TRECHO FORNECIDO:
%%
Para os católicos, os cristãos de tradição judaica, é a Páscoa, o período da passagem, da renovação, do recomeçar, da ressurreição. Esta é a data fundamental, é o domingo quando Jesus Cristo, depois de crucificado, surpreende os fiéis ao sair de sua catacumba.

Em contagem regressiva, a Páscoa começa hoje, Quarta-feira de Cinzas, Quarta-feira de Carnaval. De hoje até a Quadragésima (que significa 40 dias em Latim) os cristãos fazem sacrifício, penitência, jejum, evitando festas, entusiasmos, celebrações.

A Quaresma serve para a lembrança do período que Jesus Cristo passou no deserto, refletindo sobre suas convicções e fé, principalmente exercendo sua inteligência ao debater com o diabo ao menos em três situações quando ele se viu tentado a abandonar o seu projeto de igreja para aproveitar o privilégio que estava ao seu alcance simplesmente por ser o filho de Deus.

Isso faz sentido nos dias de hoje?

Eu cresci envolvido nessa realidade. E quando chega a Quadragésima me vejo tomado por uma melancolia própria da força que este tema tem sobre mim.

Até meus 17 anos, quando deixei de morar na casa dos meus pais, estava no meio desse clima de penitência. Não havia radicalismos, mas o sentido histórico, religioso, moral, de fé e, principalmente, estético sempre estavam presentes. Na sala havia um quadro com a pintura da imagem de Jesus Cristo e seu coração, em sangue, exposto, cravado de espinhos. E havia um outro de Nossa Senhora e sua compaixão. Não havia como ignorar essa temática. Não havia vitrola, o rádio era para jogo de futebol e a TV podia ser ligada em volume baixo. A comida era de mesma abundância, mas sem carne vermelha (meu pai era açougueiro) nas sextas-feiras. Não havia flores nos vasos (que minha mãe trocava todo sábado). Não havia porta aberta, como ficava ao longo de todo ano. Vivíamos em contrição.

Éramos, especialmente meus pais, presos aos dogmas. Não havia conversa sobre o significado da Quaresma. Nem a respeito de que fazer o sacrifício (não comer doce, no meu caso de criança) seria meu modo de reconhecer o que Cristo havia feito por mim (no caso a humanidade). Não havia o tratamento de Cristo como o ser humano de carne e osso que faz parte da história da humanidade. Apenas se tratava da divindade. Não era abordado nenhum aspecto do mundo terreno. Cristo e Deus estavam no mesmo patamar de vigilância sobre cada um de nós. Pronto para nos punir, caso não fossemos ao padre, no meu caso aos freis de Santa Rita, confessar os erros e receber a absolvição, depois de um punhado de Pais Nossos e Aves Marias.
%%
TRECHOS DE DADOS:
%%
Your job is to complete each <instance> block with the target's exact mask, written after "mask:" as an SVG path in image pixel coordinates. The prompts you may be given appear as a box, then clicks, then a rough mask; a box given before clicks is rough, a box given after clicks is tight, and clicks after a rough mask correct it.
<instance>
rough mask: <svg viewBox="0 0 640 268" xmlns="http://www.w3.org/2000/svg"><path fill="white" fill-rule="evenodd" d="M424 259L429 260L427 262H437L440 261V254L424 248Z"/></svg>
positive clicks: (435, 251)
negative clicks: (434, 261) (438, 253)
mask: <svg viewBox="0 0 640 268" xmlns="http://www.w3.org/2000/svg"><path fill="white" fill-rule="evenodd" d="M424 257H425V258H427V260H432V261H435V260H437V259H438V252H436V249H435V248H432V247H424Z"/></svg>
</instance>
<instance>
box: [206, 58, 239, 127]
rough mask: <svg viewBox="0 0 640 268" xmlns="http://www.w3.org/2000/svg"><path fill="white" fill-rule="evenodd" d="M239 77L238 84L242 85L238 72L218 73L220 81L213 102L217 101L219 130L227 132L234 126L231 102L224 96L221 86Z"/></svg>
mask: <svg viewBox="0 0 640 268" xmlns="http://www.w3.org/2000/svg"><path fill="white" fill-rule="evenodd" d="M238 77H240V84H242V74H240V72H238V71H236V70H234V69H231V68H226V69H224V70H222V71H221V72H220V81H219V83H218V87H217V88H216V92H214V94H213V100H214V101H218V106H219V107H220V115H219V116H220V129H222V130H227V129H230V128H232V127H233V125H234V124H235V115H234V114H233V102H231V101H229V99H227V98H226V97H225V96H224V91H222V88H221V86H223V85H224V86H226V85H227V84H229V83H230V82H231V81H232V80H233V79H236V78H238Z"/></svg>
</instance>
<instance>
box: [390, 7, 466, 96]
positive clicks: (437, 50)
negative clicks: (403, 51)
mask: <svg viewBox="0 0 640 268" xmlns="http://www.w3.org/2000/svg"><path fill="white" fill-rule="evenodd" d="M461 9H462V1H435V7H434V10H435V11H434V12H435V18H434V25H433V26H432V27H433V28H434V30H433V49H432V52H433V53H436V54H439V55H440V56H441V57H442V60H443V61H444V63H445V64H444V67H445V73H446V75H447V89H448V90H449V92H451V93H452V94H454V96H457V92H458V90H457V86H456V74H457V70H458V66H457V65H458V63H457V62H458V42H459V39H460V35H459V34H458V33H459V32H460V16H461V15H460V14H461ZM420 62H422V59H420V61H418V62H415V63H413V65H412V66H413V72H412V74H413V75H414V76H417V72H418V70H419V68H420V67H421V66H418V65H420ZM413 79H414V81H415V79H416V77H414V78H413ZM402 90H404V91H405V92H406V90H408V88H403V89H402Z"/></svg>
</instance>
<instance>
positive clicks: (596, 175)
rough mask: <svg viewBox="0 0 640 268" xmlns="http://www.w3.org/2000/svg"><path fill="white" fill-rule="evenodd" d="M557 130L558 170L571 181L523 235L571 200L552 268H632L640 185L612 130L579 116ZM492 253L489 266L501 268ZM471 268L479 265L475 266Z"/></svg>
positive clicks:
%%
INSTRUÇÃO 1: No texto sobre a Quaresma, qual era a profissão do pai de quem escreve?
INSTRUÇÃO 2: No texto sobre a Quaresma, pegue tudo o que vai de "Para os católicos, os" até "de sua catacumba." e substitua "fiéis" por "devotos".
INSTRUÇÃO 3: Continue o texto sobre a Quaresma a partir da última frase dele.

CAMPO DE RESPOSTA 1: Açougueiro.

CAMPO DE RESPOSTA 2:
Para os católicos, os cristãos de tradição judaica, é a Páscoa, o período da passagem, da renovação, do recomeçar, da ressurreição. Esta é a data fundamental, é o domingo quando Jesus Cristo, depois de crucificado, surpreende os devotos ao sair de sua catacumba.

CAMPO DE RESPOSTA 3:
Faz sentido tudo isso que Cristo fez?

A história da humanidade, seguramente, teria sido outra sem o movimento de poder e força que construiu o império que dividiu o mundo em a.C. e d.C. Império este que foi se desmembrando, primeiramente em Protestantes até se chegar nas Evangélicas que ocupam pequenas portas nas mais escuras e distantes ruas das periferias de qualquer cidade. 

Não dá para dizer que melhor ou pior, apenas que seria outra história. Não dá para saber se os deuses africanos, indianos, tibetanos, chineses, japoneses teriam sido dominantes. Ou se muçulmanos e o Alcorão teriam o domínio sobre a fé ocidental. Ou se o judaísmo teria prevalecido.  O fato é que a escolha que cada um faz nos dias de hoje, em ver sentido em Jesus Cristo, no que ele fez, e respeitar e praticar os ensinamentos da Igreja na Quaresma e Páscoa é o que manterá em pé o poder da Igreja. Sem respeito, compreensão e prática de reflexão e sacrifício estará aberto o caminho para uma outra sociedade. Provavelmente, no meu entendimento, muito pior pelo que se viu e ainda vê com os milhões de brasileiros adoradores de falso mito.